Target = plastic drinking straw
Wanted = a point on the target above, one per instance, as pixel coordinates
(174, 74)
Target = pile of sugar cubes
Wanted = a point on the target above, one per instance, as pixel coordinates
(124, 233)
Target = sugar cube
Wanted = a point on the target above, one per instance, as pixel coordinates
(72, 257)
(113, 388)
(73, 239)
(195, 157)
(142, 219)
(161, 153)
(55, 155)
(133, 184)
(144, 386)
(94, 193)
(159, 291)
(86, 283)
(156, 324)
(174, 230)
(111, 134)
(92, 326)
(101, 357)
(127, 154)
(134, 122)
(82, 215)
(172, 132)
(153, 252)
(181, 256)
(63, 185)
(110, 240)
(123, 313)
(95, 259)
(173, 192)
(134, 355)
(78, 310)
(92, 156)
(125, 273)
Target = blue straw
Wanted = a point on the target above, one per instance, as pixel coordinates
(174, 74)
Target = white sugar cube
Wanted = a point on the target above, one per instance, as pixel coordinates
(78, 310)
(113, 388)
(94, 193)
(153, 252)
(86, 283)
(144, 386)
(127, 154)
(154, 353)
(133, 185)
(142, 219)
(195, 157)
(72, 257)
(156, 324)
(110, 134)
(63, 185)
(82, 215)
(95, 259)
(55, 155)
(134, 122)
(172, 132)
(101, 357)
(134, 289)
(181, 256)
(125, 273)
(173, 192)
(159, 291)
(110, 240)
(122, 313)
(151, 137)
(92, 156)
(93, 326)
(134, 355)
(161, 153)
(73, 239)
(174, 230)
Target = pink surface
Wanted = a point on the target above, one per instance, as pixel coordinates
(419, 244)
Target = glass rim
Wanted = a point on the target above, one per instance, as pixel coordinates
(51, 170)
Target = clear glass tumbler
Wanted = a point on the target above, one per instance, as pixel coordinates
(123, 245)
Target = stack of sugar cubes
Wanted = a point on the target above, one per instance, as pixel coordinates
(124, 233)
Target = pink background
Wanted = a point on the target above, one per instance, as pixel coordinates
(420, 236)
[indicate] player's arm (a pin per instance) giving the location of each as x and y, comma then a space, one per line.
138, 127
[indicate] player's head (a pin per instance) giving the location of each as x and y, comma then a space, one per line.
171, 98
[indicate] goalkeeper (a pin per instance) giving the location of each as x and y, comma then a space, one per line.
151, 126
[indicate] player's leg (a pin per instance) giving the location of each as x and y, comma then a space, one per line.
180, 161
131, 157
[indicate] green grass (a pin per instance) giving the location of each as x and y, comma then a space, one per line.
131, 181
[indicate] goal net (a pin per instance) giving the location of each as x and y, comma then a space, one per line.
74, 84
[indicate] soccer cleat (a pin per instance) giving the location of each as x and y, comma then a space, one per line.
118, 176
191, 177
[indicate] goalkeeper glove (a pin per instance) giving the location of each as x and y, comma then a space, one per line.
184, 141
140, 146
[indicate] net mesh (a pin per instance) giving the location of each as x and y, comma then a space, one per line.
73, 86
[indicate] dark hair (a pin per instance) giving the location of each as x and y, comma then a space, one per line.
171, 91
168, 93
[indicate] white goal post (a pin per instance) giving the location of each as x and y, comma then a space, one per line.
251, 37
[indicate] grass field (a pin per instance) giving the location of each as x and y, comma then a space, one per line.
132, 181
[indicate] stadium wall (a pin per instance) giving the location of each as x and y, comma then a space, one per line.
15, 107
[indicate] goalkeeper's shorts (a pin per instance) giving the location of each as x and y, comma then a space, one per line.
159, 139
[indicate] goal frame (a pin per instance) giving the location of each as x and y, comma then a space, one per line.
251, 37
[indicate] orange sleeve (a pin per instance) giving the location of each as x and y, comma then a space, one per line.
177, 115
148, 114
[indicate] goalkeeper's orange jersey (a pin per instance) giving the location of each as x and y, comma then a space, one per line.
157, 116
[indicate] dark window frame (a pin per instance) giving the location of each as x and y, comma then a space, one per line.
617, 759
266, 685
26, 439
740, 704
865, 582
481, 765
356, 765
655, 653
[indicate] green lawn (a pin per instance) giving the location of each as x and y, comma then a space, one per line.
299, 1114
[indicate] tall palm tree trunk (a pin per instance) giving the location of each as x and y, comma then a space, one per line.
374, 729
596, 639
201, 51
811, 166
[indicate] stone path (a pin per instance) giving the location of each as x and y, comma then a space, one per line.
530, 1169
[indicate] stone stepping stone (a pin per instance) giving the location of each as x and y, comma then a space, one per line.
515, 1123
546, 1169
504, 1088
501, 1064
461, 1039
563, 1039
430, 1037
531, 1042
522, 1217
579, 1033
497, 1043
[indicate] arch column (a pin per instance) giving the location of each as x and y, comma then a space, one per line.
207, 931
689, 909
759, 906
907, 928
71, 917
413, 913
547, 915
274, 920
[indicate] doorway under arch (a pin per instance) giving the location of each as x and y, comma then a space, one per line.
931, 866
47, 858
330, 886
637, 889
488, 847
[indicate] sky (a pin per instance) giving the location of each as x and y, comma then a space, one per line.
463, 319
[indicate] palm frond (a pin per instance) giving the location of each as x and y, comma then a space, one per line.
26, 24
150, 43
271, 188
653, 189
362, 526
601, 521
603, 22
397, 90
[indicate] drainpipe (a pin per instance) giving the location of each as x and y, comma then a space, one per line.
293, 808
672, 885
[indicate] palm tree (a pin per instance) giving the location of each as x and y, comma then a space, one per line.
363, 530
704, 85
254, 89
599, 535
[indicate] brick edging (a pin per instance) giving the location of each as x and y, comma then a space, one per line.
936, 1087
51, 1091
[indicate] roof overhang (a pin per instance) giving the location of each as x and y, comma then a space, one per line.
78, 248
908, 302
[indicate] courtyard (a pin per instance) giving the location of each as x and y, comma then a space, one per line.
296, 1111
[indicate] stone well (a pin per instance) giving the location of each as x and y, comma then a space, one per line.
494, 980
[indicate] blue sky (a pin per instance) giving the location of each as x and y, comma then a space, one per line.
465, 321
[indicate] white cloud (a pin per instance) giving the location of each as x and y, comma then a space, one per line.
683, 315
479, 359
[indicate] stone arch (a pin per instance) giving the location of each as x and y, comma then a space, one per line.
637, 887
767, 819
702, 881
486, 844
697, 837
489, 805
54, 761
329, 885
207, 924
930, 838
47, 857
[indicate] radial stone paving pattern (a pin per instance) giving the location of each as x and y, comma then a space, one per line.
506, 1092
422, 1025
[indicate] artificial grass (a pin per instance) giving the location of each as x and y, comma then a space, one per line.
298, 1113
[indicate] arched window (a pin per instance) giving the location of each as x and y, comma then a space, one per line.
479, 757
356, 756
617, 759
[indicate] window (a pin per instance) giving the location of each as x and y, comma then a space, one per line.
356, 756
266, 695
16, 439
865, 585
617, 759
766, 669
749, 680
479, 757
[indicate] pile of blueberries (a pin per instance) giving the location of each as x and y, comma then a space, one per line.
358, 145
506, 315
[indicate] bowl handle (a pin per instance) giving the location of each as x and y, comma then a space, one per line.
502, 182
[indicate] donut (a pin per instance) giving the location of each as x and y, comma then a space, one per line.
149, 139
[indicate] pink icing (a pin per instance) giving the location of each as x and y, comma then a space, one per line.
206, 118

--*--

> **What is needed**: Every line of the material must be returned exactly as it appears.

> **Final answer**:
Target = plastic drinking straw
Wanted = a point on the target above, one per instance, as pixel coordinates
(174, 74)
Target = pile of sugar cubes
Wanted = a point on the target above, one per instance, as pixel coordinates
(124, 233)
Target = sugar cube
Wanted = a point on the target above, one per instance, as pixel coordinates
(72, 257)
(113, 388)
(73, 239)
(195, 157)
(142, 219)
(161, 153)
(55, 155)
(133, 184)
(144, 386)
(94, 193)
(159, 291)
(86, 283)
(156, 324)
(174, 230)
(111, 134)
(92, 326)
(101, 357)
(127, 154)
(134, 122)
(82, 215)
(172, 132)
(153, 252)
(181, 256)
(63, 185)
(110, 240)
(123, 313)
(95, 259)
(173, 192)
(134, 355)
(78, 310)
(92, 156)
(125, 273)
Target = blue straw
Wanted = a point on the target above, one per instance, as pixel coordinates
(174, 74)
Target = white sugar cube
Wanted = a point on the target above, one per instance, as pixel coordinates
(78, 310)
(113, 388)
(94, 193)
(153, 252)
(86, 283)
(144, 386)
(127, 154)
(154, 353)
(133, 185)
(142, 219)
(195, 157)
(72, 257)
(156, 324)
(110, 134)
(63, 185)
(82, 215)
(95, 259)
(55, 155)
(134, 122)
(172, 132)
(101, 357)
(134, 289)
(181, 256)
(125, 273)
(173, 192)
(159, 291)
(110, 240)
(122, 313)
(151, 137)
(92, 156)
(93, 326)
(134, 355)
(161, 153)
(73, 239)
(174, 230)
Target = pink surface
Wanted = a point on the target above, one per instance, as pixel coordinates
(419, 244)
Target = glass rim
Wanted = a point on the target above, one per instance, as pixel coordinates
(51, 170)
Target = clear glass tumbler
Wanted = a point on the target above, one per instance, as pixel coordinates
(123, 245)
Target = stack of sugar cubes
Wanted = a point on the target above, one per instance, as pixel coordinates
(124, 233)
Target = pink background
Wanted = a point on the target above, one per instance, as pixel coordinates
(420, 236)
[indicate] player's arm (a pin per instance) giving the location of each as x and y, comma then a space, one per line.
138, 127
[indicate] player's head (a pin per instance) giving the location of each as x and y, comma then a space, one per line.
171, 98
[indicate] goalkeeper (a pin per instance) giving the location of each as x and y, comma then a space, one per line.
151, 126
[indicate] player's leg (a pin per instance) giving the location of each as x and y, comma then a space, one per line.
180, 161
131, 157
[indicate] green grass (a pin per instance) giving the location of each as x and y, comma then a space, one per line.
131, 181
[indicate] goal net (a pin per instance) giving the location of each as x and y, comma then a space, one per line.
74, 84
[indicate] soccer cleat (a pin per instance) giving the location of each as x and y, comma then a space, one per line.
118, 176
191, 177
[indicate] goalkeeper glove (a pin per instance) giving the location of each as x and y, comma then a space, one per line.
184, 141
140, 146
[indicate] net mesh (a pin per instance) giving the location of each as x and y, comma then a space, one per line.
73, 86
[indicate] dark hair (a pin per instance) giving the location of each as x and y, comma then a space, one per line.
171, 91
168, 93
[indicate] white goal post (a pin per instance) giving the location of each as x and y, comma then a space, one per line.
251, 37
[indicate] grass field (a pin per instance) giving the location of each as x and y, comma then a space, one per line.
132, 181
[indicate] stadium wall (a pin per instance) giving the location of each as x and y, comma then a space, one per line.
15, 107
[indicate] goalkeeper's shorts (a pin per instance) giving the location of each as x and y, comma then a space, one per line.
159, 139
[indicate] goal frame (a pin per instance) giving the location of each as x and y, comma then a space, one per line.
251, 37
[indicate] orange sleeve (a pin per instance) giving the location of each as x and y, comma then a space, one per line.
177, 115
148, 114
[indicate] goalkeeper's orange jersey (a pin per instance) giving the location of each as x and y, comma then a space, one per line.
157, 116
[indicate] dark window frame (a pin per instance) giving the location of each as x and y, comma then a space, one per line.
617, 759
266, 685
26, 439
740, 704
865, 582
481, 765
356, 765
655, 653
[indicate] green lawn (a pin per instance) giving the location of each as x and y, comma then a space, one per line.
299, 1114
[indicate] tall palm tree trunk (a pin per instance) giving the location of each as x and y, comma then a space, one per line.
374, 729
596, 639
201, 51
811, 166
[indicate] stone path (a pin per instance) giving the location of each as x and y, comma then a space, one per line.
530, 1169
[indicate] stone stepping stone (a pin per instance) giving the location of each as x and y, comma then a space, one per line.
515, 1123
546, 1169
504, 1088
501, 1064
461, 1039
563, 1039
430, 1037
531, 1042
522, 1217
579, 1033
497, 1043
[indicate] arch column (a pin per instance) giving the location of each as x and y, comma then a space, one per line.
207, 931
689, 909
759, 906
907, 928
71, 917
413, 913
547, 915
274, 920
[indicate] doorway under arch (a pin per instance) giving the location of each as x and y, comma then a space, one per line.
931, 866
47, 858
330, 886
637, 889
488, 847
[indicate] sky (a pin per instance) giving the location of each as x and y, comma then a space, one per line.
463, 319
[indicate] palm frond (a pin per instance) giving the location of each as x and y, comma then a space, one per line.
26, 24
150, 43
271, 188
653, 189
362, 526
601, 521
603, 22
397, 90
[indicate] drainpipe (a pin per instance) giving the location of each as x and y, comma then a space, one per line.
293, 808
672, 885
[indicate] palm tree (a pin per instance) giving the location of each as x and y, comma then a space, one per line.
363, 530
704, 85
254, 89
599, 535
[indicate] brick edging (a pin per instance) giving the location of each as x and y, comma then a space, one per line.
936, 1087
51, 1091
[indicate] roof overhang (a pin per instance) giving the location of each as x and y, comma then a space, one per line.
78, 248
908, 302
[indicate] courtyard (a pin per instance) giving the location of each as x and y, comma then a space, one per line.
296, 1111
[indicate] stone well (a pin per instance) giving the location of each as x and y, comma then a space, one per line.
494, 980
[indicate] blue sky (a pin per instance) giving the location of each as x and y, comma then a space, one per line.
465, 321
[indicate] white cloud (a pin per instance) giving the location of each as x and y, comma then a space, one per line.
683, 315
479, 359
[indicate] stone arch (a pin per instance) giving the location of each as x and y, comma then a space, one per line.
637, 887
767, 819
702, 881
486, 844
697, 837
489, 805
54, 761
329, 885
207, 924
930, 838
47, 857
[indicate] radial stone paving pattern (a pin per instance) giving the location of each as x and y, comma then a space, one per line.
506, 1092
422, 1025
[indicate] artificial grass (a pin per instance) giving the location of each as x and y, comma then a space, one per line.
298, 1113
[indicate] arched window (a pin per instance) giving the location of each as x and y, comma then a space, one per line.
479, 757
356, 756
617, 759
[indicate] window (a pin per instance) giving the location of each as x and y, comma then a space, one per line.
356, 756
266, 695
16, 439
865, 585
617, 759
766, 669
749, 680
479, 757
[indicate] pile of blueberries (a pin per instance) giving the location of each as x and y, comma then a space, one per line.
358, 145
506, 315
[indicate] bowl handle (a pin per instance) giving the location of each as x and y, comma then a space, one per line.
502, 182
[indicate] donut (a pin per instance) giving the location of each as x and y, comma then a space, one per line.
149, 139
[indicate] pink icing (a pin per instance) giving the location of each as x and y, comma then a space, one per line.
206, 118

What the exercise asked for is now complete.